Description of the task
Reproduce every one of the records below line for line, with no changes.

--- Start ---

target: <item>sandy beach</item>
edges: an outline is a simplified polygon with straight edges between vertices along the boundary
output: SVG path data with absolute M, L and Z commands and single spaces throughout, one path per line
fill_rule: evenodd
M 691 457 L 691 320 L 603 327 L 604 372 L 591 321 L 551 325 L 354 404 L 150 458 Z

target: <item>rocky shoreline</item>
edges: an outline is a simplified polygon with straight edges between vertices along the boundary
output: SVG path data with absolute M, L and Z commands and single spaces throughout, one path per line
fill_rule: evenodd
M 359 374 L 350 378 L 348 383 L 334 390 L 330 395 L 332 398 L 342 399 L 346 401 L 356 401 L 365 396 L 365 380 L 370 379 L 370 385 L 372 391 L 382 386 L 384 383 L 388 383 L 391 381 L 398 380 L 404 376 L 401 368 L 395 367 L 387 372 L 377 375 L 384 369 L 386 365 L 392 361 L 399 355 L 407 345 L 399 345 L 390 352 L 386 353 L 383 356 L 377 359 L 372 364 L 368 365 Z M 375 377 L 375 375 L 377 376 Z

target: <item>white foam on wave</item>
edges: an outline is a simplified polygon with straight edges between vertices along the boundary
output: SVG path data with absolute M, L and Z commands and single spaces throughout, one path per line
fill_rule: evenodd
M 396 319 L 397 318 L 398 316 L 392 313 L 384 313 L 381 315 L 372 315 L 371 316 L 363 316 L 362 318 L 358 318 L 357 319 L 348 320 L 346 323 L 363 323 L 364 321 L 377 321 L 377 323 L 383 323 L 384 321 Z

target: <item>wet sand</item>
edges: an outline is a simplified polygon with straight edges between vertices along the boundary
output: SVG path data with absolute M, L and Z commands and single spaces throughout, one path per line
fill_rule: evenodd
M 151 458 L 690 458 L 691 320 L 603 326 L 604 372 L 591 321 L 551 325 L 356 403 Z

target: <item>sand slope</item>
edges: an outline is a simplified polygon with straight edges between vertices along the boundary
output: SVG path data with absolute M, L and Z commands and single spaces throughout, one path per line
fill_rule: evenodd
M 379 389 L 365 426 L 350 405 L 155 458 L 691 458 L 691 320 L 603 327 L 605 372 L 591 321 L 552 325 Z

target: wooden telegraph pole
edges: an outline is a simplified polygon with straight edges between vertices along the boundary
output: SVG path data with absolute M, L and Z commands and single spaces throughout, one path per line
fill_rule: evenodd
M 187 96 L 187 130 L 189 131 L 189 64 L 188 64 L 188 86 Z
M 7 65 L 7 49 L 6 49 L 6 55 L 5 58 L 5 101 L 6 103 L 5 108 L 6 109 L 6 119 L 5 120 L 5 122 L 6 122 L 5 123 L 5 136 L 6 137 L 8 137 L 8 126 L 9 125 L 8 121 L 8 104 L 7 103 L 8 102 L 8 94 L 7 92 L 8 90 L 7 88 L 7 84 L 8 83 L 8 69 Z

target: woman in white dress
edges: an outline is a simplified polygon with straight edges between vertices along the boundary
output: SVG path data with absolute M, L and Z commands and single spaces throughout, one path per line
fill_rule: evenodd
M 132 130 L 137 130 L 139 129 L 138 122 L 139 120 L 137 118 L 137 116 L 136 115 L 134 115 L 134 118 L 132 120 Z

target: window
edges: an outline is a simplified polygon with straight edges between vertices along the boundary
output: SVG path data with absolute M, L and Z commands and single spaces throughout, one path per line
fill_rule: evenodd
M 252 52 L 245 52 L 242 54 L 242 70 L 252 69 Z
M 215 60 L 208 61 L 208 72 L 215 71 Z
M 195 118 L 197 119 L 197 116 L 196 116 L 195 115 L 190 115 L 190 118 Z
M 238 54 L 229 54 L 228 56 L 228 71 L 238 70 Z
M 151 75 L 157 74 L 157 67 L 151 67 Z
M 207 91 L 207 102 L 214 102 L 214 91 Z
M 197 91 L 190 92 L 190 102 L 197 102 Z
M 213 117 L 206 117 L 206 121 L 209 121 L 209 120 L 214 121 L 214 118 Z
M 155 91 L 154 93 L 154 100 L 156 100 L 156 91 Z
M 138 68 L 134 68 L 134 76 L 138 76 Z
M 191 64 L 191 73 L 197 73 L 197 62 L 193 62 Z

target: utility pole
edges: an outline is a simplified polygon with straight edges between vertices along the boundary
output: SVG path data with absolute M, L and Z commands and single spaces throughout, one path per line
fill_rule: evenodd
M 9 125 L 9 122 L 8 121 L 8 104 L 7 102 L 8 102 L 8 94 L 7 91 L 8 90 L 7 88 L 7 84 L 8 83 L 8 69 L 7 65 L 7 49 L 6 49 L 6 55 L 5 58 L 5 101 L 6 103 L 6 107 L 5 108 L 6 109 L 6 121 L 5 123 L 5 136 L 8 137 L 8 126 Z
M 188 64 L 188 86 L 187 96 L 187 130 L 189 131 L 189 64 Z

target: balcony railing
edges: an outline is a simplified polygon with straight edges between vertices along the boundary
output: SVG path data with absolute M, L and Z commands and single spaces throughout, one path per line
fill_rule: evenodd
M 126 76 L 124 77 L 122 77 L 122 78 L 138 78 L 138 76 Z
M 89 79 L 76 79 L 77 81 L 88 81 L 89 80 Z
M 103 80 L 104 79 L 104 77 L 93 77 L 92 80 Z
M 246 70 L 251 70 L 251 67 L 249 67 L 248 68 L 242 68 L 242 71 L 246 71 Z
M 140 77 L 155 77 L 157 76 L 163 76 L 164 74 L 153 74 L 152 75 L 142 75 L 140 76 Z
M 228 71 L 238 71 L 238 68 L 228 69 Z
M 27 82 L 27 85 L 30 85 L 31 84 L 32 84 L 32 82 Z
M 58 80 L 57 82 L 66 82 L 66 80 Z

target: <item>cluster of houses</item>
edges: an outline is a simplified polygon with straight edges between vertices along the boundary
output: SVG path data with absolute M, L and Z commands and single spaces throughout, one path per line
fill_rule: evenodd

--- End ---

Response to the exercise
target: <item>sandy beach</item>
edges: an outline is a simplified polygon with straight edges between vertices along the boundary
output: SVG path data with absolute M, L and Z commands and single spaces throughout, one path per line
fill_rule: evenodd
M 691 457 L 691 320 L 603 327 L 604 372 L 591 321 L 551 325 L 354 404 L 150 458 Z

target: <item>rocky shoreline</item>
edges: an outline is a simplified polygon with straight edges between vertices along the boundary
output: SVG path data with absolute M, L and Z commands and single spaces throughout, one path per line
fill_rule: evenodd
M 359 374 L 350 378 L 348 383 L 334 390 L 330 395 L 332 398 L 342 399 L 346 401 L 356 401 L 365 396 L 365 380 L 370 379 L 370 385 L 372 391 L 382 386 L 384 383 L 388 383 L 391 381 L 398 380 L 404 376 L 401 368 L 395 367 L 387 372 L 377 375 L 384 369 L 386 365 L 392 361 L 399 355 L 407 345 L 399 345 L 390 352 L 386 353 L 383 356 L 377 359 L 372 364 L 368 365 Z M 375 377 L 375 375 L 377 376 Z

target: <item>white foam on wave</item>
edges: an outline is a simplified polygon with straight edges between vertices along the boundary
output: SVG path data with absolute M, L and Z commands and single spaces throughout, one path per line
fill_rule: evenodd
M 396 319 L 397 318 L 398 316 L 392 313 L 384 313 L 381 315 L 372 315 L 371 316 L 363 316 L 362 318 L 358 318 L 357 319 L 348 320 L 346 323 L 363 323 L 364 321 L 377 321 L 377 323 L 383 323 L 384 321 Z

target: <item>wet sand</item>
edges: an outline is a simplified polygon with straight edges between vertices along the boundary
output: SVG path data with absolute M, L and Z commands and single spaces throughout, one path per line
fill_rule: evenodd
M 151 458 L 690 458 L 691 320 L 603 326 L 604 372 L 591 321 L 551 325 L 356 403 Z

target: <item>sand slope</item>
edges: an outline is a simplified polygon with straight edges between vertices along the boundary
output: SVG path data with absolute M, L and Z commands and single spaces throughout, one path per line
fill_rule: evenodd
M 379 389 L 365 426 L 350 405 L 155 458 L 691 458 L 691 320 L 603 327 L 605 372 L 591 321 L 552 325 Z

target: wooden telegraph pole
edges: an outline is a simplified polygon with straight edges between vertices along the boundary
output: SVG path data with absolute M, L and Z commands and single spaces throughout, one path per line
fill_rule: evenodd
M 187 96 L 187 130 L 189 131 L 189 64 L 188 64 L 188 86 Z
M 7 65 L 7 49 L 6 49 L 6 55 L 5 58 L 5 101 L 6 103 L 5 108 L 6 109 L 6 119 L 5 120 L 5 122 L 6 122 L 5 123 L 5 136 L 6 137 L 8 137 L 8 126 L 9 125 L 8 121 L 8 104 L 7 103 L 8 102 L 8 94 L 7 92 L 8 90 L 7 88 L 7 84 L 8 83 L 8 69 Z

target: woman in white dress
edges: an outline is a simplified polygon with straight edges between vertices along the boundary
output: SVG path data with absolute M, L and Z commands and single spaces throughout, one path per line
fill_rule: evenodd
M 132 130 L 137 130 L 139 129 L 138 122 L 139 120 L 137 118 L 137 116 L 136 115 L 134 115 L 134 118 L 132 120 Z

target: window
edges: an outline is a simplified polygon with straight edges between vertices along the boundary
output: SVG path data with absolute M, L and Z commands and single spaces throughout, one path per line
fill_rule: evenodd
M 252 52 L 245 52 L 242 54 L 242 70 L 252 69 Z
M 215 60 L 208 61 L 208 72 L 215 71 Z
M 195 118 L 197 119 L 197 116 L 196 116 L 195 115 L 190 115 L 190 118 Z
M 238 54 L 229 54 L 228 56 L 228 71 L 238 70 Z
M 151 75 L 157 74 L 157 67 L 151 67 Z
M 207 91 L 207 102 L 214 102 L 214 91 Z
M 197 91 L 190 92 L 190 102 L 197 102 Z
M 213 117 L 206 117 L 206 121 L 209 121 L 209 120 L 214 121 L 214 118 Z
M 155 91 L 154 93 L 154 100 L 156 100 L 156 91 Z
M 138 68 L 134 68 L 134 76 L 138 76 Z
M 191 64 L 191 73 L 197 73 L 197 62 L 193 62 Z

target: utility pole
edges: an outline is a simplified polygon with straight edges between vertices along the boundary
output: SVG path data with absolute M, L and Z commands and single spaces throughout, one path per line
fill_rule: evenodd
M 9 125 L 9 122 L 8 121 L 8 104 L 7 102 L 8 102 L 8 94 L 7 91 L 8 90 L 7 88 L 7 84 L 8 83 L 8 69 L 7 65 L 7 49 L 6 49 L 6 55 L 5 58 L 5 101 L 6 103 L 6 107 L 5 108 L 6 109 L 6 121 L 5 123 L 5 136 L 8 137 L 8 126 Z
M 188 64 L 188 86 L 187 96 L 187 130 L 189 131 L 189 64 Z

target: balcony railing
edges: an outline is a simplified polygon with straight edges between vertices along the boundary
output: SVG path data with absolute M, L and Z commands and single spaces throughout, one path per line
fill_rule: evenodd
M 126 76 L 124 77 L 122 77 L 122 78 L 138 78 L 138 76 Z
M 89 79 L 76 79 L 77 81 L 88 81 L 89 80 Z
M 103 80 L 104 79 L 104 77 L 93 77 L 92 80 Z
M 246 70 L 251 70 L 251 67 L 249 67 L 248 68 L 242 68 L 242 71 L 246 71 Z
M 140 77 L 155 77 L 157 76 L 163 76 L 164 74 L 153 74 L 152 75 L 142 75 L 140 76 Z
M 228 71 L 238 71 L 238 68 L 228 69 Z
M 27 82 L 27 85 L 30 85 L 31 84 L 32 84 L 32 82 Z
M 58 80 L 57 82 L 66 82 L 66 80 Z

target: <item>cluster of houses</item>
edges: an outline is a simplified polygon with straight edges between vertices along the boundary
output: SVG path data with absolute M, L and Z commands and single spaces throughout, one path per line
fill_rule: evenodd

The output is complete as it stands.